_Work instruction_: Below are several entries. Transcribe exactly those lines that fall from the one with "Basketball play breakdown — mark the white barricade" through the one with "Basketball play breakdown — mark the white window", end lines included.

Free-text object descriptions
**********

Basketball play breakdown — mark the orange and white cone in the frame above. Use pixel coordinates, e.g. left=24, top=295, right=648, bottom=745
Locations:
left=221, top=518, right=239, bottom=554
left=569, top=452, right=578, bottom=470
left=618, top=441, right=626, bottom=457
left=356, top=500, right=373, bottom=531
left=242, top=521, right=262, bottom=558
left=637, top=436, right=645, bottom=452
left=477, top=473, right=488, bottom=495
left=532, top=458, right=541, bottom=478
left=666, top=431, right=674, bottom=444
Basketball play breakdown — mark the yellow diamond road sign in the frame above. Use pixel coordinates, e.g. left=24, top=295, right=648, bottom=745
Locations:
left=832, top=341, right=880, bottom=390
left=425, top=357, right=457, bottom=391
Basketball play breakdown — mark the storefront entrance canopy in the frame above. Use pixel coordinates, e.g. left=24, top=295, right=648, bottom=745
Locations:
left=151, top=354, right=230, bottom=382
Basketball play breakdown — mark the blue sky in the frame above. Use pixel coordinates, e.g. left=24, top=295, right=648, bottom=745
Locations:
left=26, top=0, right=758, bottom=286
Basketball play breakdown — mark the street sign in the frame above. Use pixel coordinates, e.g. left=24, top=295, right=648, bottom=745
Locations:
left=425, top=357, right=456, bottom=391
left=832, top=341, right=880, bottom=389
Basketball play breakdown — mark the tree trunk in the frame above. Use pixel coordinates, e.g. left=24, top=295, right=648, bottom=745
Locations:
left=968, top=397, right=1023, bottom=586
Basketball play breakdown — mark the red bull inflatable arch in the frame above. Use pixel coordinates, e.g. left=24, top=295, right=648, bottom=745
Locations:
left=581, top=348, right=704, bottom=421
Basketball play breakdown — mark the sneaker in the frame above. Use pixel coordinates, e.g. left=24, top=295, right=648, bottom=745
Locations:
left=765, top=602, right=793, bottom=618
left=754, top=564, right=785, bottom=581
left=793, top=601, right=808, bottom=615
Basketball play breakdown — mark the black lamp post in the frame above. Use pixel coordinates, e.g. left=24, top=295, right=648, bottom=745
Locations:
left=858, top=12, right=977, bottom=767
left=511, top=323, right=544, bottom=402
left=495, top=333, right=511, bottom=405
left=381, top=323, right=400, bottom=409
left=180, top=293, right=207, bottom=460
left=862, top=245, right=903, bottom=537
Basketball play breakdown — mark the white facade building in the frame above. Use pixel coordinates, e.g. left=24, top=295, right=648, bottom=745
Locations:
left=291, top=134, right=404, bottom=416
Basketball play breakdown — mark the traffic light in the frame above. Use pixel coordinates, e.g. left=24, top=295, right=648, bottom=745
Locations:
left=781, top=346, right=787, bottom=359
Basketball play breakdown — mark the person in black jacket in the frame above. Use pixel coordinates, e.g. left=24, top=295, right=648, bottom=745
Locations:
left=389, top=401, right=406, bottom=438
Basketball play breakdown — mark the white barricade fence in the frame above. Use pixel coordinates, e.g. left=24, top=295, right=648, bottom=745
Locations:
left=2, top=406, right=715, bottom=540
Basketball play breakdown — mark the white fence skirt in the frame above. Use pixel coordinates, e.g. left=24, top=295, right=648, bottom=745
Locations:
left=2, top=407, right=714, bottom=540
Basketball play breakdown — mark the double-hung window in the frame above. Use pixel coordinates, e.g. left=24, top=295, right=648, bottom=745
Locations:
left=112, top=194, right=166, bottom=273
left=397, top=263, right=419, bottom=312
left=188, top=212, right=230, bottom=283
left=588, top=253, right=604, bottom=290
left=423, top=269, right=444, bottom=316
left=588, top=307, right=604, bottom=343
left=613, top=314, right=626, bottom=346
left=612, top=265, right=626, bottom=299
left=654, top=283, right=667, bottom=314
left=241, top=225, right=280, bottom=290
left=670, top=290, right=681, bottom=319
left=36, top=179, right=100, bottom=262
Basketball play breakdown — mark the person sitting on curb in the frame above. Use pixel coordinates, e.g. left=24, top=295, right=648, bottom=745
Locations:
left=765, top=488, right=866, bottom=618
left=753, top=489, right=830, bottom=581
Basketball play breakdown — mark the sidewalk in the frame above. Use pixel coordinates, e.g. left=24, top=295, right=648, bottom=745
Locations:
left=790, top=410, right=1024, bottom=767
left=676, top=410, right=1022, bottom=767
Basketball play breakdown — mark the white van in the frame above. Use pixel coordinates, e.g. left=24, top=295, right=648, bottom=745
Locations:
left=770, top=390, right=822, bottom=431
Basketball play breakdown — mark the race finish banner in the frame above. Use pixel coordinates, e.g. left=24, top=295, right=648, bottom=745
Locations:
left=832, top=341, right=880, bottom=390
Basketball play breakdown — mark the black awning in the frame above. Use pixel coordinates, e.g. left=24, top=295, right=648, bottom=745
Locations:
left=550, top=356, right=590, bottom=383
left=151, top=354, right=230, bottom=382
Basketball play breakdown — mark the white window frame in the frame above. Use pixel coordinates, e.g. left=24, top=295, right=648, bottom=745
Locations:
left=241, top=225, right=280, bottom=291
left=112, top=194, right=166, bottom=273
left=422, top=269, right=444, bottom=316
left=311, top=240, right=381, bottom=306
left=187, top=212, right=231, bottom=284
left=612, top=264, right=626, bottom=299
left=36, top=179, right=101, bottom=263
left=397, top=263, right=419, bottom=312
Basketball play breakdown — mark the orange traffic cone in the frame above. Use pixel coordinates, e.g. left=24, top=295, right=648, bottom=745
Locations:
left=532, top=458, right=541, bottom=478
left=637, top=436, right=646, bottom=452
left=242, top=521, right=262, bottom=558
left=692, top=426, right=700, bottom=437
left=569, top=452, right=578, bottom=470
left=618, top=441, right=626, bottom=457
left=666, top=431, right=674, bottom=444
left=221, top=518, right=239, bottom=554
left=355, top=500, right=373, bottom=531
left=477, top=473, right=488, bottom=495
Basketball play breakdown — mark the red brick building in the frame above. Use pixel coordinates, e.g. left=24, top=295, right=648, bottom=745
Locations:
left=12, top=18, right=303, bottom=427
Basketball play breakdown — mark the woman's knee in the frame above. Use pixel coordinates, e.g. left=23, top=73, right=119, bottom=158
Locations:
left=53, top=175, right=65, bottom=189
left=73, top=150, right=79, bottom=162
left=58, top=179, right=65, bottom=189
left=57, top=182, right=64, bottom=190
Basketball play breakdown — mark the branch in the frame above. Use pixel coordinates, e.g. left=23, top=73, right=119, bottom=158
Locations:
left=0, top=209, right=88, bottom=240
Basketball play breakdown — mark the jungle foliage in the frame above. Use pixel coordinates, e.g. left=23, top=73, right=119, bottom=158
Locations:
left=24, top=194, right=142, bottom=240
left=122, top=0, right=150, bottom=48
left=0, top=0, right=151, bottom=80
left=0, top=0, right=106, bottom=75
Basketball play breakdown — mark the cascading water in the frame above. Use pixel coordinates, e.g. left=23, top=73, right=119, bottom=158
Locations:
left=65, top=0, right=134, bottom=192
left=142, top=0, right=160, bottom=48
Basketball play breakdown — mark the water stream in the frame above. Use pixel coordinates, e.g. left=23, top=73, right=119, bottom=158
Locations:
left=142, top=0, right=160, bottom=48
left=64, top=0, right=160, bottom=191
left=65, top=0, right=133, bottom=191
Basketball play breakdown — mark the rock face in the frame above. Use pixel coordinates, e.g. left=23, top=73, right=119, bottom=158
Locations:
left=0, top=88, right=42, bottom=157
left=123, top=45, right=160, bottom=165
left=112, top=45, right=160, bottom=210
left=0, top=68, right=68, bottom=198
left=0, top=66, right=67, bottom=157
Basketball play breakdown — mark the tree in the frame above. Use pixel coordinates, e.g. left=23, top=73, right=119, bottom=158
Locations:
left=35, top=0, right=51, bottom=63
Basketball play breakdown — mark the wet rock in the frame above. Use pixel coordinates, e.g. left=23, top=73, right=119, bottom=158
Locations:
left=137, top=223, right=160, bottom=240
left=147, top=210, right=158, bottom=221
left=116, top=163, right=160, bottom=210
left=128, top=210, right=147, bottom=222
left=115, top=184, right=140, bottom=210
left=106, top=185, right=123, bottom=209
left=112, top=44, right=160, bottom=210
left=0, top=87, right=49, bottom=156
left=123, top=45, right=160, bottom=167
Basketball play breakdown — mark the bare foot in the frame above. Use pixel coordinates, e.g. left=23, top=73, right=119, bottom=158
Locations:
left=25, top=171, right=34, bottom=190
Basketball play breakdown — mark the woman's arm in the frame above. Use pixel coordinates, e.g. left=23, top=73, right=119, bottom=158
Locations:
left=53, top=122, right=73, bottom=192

**********

_Your response_:
Basketball play breakdown — mark the white barricade fence in the frame above. Use pixel coordinates, e.g. left=24, top=295, right=648, bottom=745
Locations:
left=2, top=406, right=715, bottom=540
Basketball play breakdown — mark the white fence skirt in the frame above. Use pixel coordinates, e.g. left=24, top=295, right=648, bottom=745
Locations:
left=2, top=407, right=714, bottom=540
Basketball play breakdown — mark the double-hung window in the frame above. Use pixel coordinates, e.g. left=24, top=295, right=648, bottom=745
Locations:
left=112, top=194, right=166, bottom=273
left=397, top=263, right=419, bottom=312
left=188, top=212, right=230, bottom=283
left=588, top=253, right=604, bottom=290
left=423, top=269, right=444, bottom=316
left=588, top=307, right=604, bottom=343
left=613, top=314, right=626, bottom=346
left=612, top=265, right=626, bottom=299
left=654, top=283, right=667, bottom=314
left=241, top=225, right=280, bottom=290
left=670, top=290, right=681, bottom=319
left=36, top=179, right=100, bottom=262
Basketball play breakdown — mark the person sitting on curb in the frame above. Use pixel coordinates, e.g. left=24, top=295, right=648, bottom=745
Locations:
left=765, top=488, right=866, bottom=618
left=753, top=489, right=830, bottom=581
Basketball play breakdown — mark the sidewalk in the frame above. Use pixel coordinates, e.g. left=24, top=295, right=648, bottom=745
Locations:
left=790, top=410, right=1024, bottom=767
left=676, top=410, right=1022, bottom=767
Basketball play breakdown — mark the white van in the frame above. Use pixel coordinates, e.g. left=24, top=295, right=648, bottom=745
Locations:
left=770, top=390, right=822, bottom=431
Basketball play breakdown — mark the race finish banner in the frame above. Use pixel coordinates, e.g. left=24, top=295, right=648, bottom=745
Locations:
left=832, top=341, right=880, bottom=390
Basketball play breakdown — mark the black awning in the frame above. Use pixel coordinates, e.g. left=24, top=295, right=648, bottom=745
Locations:
left=550, top=356, right=590, bottom=383
left=151, top=354, right=230, bottom=382
Basketball play breakdown — mark the white window frame in the frame above. Use pixel coordinates, e.g. left=24, top=295, right=648, bottom=745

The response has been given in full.